- [Your goal]: When the line containing "Greenhouse-scouting request: tag the person" is found in the data below, copy it and each line after it through the line containing "Greenhouse-scouting request: tag the yellow", exactly and with no others.

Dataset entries
= Beginning of Section =

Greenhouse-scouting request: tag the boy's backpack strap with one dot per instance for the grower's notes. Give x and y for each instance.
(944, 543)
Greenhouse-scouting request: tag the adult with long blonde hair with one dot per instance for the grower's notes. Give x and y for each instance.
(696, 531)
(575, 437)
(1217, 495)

= End of Section =
= Beginning of Section =

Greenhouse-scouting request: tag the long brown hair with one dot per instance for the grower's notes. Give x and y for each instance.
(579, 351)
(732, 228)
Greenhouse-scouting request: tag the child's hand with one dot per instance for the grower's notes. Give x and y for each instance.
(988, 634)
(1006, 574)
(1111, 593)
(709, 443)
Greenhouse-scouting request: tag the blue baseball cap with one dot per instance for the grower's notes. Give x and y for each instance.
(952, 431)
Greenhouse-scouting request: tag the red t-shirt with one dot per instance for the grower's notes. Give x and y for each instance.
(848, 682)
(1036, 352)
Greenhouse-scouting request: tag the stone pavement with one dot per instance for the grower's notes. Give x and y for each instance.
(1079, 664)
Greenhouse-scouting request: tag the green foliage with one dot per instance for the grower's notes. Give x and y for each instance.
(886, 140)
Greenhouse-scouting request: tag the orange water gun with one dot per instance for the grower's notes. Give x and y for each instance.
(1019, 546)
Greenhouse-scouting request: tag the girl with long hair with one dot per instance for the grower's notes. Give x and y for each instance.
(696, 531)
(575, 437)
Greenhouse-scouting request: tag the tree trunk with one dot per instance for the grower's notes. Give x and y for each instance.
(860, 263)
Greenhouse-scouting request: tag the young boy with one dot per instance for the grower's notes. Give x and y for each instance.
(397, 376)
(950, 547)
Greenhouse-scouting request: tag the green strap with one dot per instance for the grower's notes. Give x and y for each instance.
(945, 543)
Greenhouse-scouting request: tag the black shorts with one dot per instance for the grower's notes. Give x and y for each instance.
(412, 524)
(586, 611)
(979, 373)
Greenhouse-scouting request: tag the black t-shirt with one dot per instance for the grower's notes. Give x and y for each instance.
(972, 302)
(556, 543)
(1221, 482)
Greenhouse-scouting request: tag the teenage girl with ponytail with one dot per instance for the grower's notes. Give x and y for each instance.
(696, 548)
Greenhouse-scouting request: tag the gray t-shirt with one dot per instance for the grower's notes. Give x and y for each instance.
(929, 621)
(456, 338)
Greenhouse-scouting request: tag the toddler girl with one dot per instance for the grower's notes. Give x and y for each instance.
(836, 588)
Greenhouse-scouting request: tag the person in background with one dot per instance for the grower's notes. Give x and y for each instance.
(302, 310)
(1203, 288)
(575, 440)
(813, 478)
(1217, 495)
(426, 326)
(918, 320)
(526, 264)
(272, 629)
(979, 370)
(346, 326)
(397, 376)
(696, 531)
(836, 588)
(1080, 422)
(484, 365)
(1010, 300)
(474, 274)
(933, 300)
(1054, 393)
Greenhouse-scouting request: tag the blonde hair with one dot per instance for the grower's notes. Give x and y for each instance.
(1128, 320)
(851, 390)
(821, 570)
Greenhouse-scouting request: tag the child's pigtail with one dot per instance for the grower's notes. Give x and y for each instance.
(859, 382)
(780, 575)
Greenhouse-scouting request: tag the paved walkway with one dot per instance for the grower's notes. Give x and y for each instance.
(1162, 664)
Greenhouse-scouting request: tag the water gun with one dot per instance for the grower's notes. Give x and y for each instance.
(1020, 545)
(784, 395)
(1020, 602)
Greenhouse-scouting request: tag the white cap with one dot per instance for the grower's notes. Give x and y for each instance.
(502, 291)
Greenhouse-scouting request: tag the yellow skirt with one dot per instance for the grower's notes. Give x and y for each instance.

= End of Section =

- [Solved problem]:
Greenhouse-scouting request: tag the person in background with one dot per instance for the grower's notes. Give x and y for each instance.
(302, 310)
(1203, 288)
(575, 440)
(813, 478)
(1217, 495)
(426, 326)
(918, 320)
(526, 264)
(272, 629)
(979, 370)
(346, 326)
(397, 376)
(696, 531)
(836, 588)
(1080, 422)
(484, 365)
(1010, 300)
(474, 274)
(933, 300)
(1054, 393)
Greenhouse-scouting request: tag the blonde hair with one dot per instance for the grower's notes. Give x and y for each instance.
(1128, 320)
(851, 390)
(821, 570)
Greenhouse-scouting request: tag the child's pigtail with one dot per instance for the grower's notes. Give x and y for each instance.
(859, 382)
(780, 575)
Greenhouse-scouting request: tag the paved walkway with one dot per instance for the grower's notes. Give x and y for each instance.
(1162, 664)
Greenhouse-scouting request: tag the water gun with one dot per instance for the grower's notes. Give x and y for each instance.
(1020, 545)
(784, 395)
(1020, 602)
Greenhouse-scouting request: tag the white cap with one dot per instance for the grower's notes. Give x and y for each instance.
(502, 291)
Greenhouse-scouting request: tag the yellow skirt with one dot per instance for the grower's notes. Give x and y for each instance.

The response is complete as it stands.